◆ Task prompt: Repeat each line of the material below exactly.

========================

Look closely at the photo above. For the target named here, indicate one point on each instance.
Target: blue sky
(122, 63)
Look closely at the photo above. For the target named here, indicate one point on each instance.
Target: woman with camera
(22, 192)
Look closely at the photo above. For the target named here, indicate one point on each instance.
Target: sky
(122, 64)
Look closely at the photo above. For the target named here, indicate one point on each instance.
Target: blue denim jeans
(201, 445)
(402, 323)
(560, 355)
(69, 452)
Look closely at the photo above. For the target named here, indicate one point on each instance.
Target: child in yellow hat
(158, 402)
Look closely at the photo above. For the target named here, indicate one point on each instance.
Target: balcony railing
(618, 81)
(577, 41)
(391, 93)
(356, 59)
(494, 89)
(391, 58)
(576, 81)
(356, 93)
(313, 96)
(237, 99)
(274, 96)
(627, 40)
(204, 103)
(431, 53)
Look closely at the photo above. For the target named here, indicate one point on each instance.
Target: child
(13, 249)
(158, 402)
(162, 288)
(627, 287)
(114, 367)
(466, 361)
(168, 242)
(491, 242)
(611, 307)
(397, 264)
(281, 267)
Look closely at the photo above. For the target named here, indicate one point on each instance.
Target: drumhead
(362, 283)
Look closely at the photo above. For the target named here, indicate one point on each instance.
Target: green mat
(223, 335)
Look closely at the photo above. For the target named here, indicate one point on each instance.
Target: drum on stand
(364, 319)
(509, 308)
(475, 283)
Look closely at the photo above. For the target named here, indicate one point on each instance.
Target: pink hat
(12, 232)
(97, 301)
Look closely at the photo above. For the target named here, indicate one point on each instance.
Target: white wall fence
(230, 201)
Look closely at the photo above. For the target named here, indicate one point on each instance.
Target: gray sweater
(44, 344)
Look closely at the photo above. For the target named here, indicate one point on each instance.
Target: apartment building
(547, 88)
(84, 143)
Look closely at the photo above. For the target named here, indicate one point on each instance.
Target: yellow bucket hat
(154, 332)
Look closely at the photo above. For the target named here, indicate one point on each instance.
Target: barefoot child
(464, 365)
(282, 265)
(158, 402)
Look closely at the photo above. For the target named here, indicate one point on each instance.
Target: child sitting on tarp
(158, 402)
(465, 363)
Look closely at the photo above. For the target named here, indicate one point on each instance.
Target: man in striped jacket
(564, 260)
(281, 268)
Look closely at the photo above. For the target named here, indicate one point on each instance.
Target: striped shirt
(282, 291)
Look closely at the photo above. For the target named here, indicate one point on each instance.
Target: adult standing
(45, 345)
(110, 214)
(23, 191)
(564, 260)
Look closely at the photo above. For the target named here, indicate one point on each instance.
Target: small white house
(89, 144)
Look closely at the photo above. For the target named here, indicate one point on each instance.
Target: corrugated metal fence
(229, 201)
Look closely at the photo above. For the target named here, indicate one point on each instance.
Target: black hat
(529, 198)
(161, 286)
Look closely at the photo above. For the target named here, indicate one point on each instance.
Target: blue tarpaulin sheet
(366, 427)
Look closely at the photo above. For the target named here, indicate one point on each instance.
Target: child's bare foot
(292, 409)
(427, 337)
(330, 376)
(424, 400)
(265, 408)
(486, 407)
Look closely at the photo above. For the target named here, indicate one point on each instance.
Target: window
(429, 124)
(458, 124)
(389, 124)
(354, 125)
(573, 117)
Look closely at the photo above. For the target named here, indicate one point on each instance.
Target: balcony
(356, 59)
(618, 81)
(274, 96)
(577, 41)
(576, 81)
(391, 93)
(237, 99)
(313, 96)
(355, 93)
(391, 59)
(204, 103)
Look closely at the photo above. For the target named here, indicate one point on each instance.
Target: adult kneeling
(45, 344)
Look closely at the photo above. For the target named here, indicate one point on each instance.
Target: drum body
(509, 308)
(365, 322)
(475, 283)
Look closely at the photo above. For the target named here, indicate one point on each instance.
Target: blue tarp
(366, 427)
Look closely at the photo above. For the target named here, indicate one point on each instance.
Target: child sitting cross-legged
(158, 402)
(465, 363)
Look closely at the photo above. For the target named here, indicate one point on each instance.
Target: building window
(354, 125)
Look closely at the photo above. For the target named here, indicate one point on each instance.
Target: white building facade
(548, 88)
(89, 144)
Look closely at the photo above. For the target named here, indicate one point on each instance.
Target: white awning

========================

◆ Exercise result:
Look closely at the photo above. For the target named here, indicate one point on each instance.
Target: blue sky
(122, 63)
Look closely at the photo above. For the target named here, indicate one point on each instance.
Target: woman with camera
(22, 192)
Look closely at the photo above. For the target named here, indicate one point on each instance.
Target: sky
(122, 64)
Look closely at the photo above. For the target named here, indicate one point on each instance.
Target: blue denim jeans
(201, 445)
(402, 323)
(560, 355)
(69, 452)
Look closely at the photo above. For the target named here, indicate one point on each instance.
Target: child in yellow hat
(158, 402)
Look closely at the photo above. For the target named here, indicate one point on each instance.
Target: balcony railing
(618, 81)
(577, 41)
(391, 93)
(356, 59)
(494, 89)
(391, 58)
(576, 81)
(356, 93)
(313, 96)
(237, 99)
(274, 96)
(627, 40)
(204, 103)
(431, 53)
Look closely at the photo above. For the target named here, indicate one point on each instance.
Target: child
(13, 249)
(158, 402)
(162, 288)
(627, 287)
(114, 367)
(466, 361)
(168, 242)
(491, 242)
(611, 307)
(397, 264)
(281, 267)
Look closely at the photo above. For the target named here, indicate one point on each instance.
Target: drumhead
(362, 283)
Look closely at the photo above. For the target named here, indicate one point on each instance.
Target: green mat
(223, 335)
Look closely at the photo above. For the target named here, indicate one point on each instance.
Target: drum on stand
(364, 319)
(509, 308)
(475, 283)
Look closely at the photo above. For the target named here, indicate one point on each instance.
Target: pink hat
(12, 232)
(97, 301)
Look closely at the photo above. For the target named here, indicate one point on each instance.
Target: white wall fence
(230, 201)
Look closely at the photo above. For the target named here, indicate one point on each instance.
Target: gray sweater
(44, 344)
Look closely at the photo above. For the target named here, indicate one point on each instance.
Target: apartment building
(547, 88)
(84, 143)
Look closely at the photo above. For the target named here, indicate one point on each instance.
Target: yellow bucket hat
(154, 332)
Look closely at the photo above. For the target named here, indicate one point on each instance.
Target: barefoot child
(464, 365)
(282, 265)
(158, 402)
Look closely at the photo above. For the target named here, indicate one point on each instance.
Target: child sitting on tarp
(158, 402)
(465, 363)
Look closely at the photo above. For the target named here, indicate one point on each instance.
Target: man in striped jacket
(564, 260)
(281, 268)
Look closely at the photo above. For the target named here, indicate one point on each instance.
Target: striped shirt
(282, 291)
Look closely at the photo above. For the target named here, indicate one point on each instance.
Target: adult standing
(45, 345)
(110, 214)
(23, 191)
(564, 260)
Look closely at the photo above. For the target named here, indicate one point on each instance.
Target: small white house
(89, 144)
Look closely at the photo above. For the target named here, indicate one point on each instance.
Target: corrugated metal fence
(229, 201)
Look closely at the photo above. For the target named here, indicate one point on each instance.
Target: black hat
(529, 198)
(161, 286)
Look closely at the photo above. For the target named here, indicate one point on each instance.
Target: blue tarpaulin sheet
(366, 427)
Look closely at the photo above. For the target named here, indicate one point on each instance.
Target: child's bare foot
(292, 409)
(427, 337)
(330, 376)
(424, 400)
(265, 408)
(486, 407)
Look closely at the photo above. For the target named here, indicate one point on each instance.
Target: window
(429, 124)
(458, 124)
(389, 124)
(354, 125)
(573, 117)
Look closely at the photo above. For the target named here, indicate one point on each instance.
Target: balcony
(356, 59)
(618, 81)
(274, 96)
(577, 41)
(576, 81)
(391, 93)
(237, 99)
(313, 96)
(355, 93)
(391, 59)
(204, 103)
Look closely at the photo above. For the target named here, indicate one point on each instance.
Target: adult kneeling
(45, 344)
Look closely at the photo above. For the target named here, indicate one point on each instance.
Target: drum body
(509, 308)
(365, 322)
(475, 283)
Look closely at the photo above. For the target named here, indicate one point on each instance.
Target: blue tarp
(366, 427)
Look closely at the photo above. For the target named here, indicate one point on each instance.
Target: child sitting cross-legged
(158, 402)
(465, 363)
Look closely at the photo above. For the target named here, indicate one point on each instance.
Target: building window
(354, 125)
Look closely at the photo above. For the target named here, indicate one point on each instance.
Target: white building facade
(548, 88)
(89, 144)
Look closely at the photo above. For the target named here, indicate one point on each instance.
Target: white awning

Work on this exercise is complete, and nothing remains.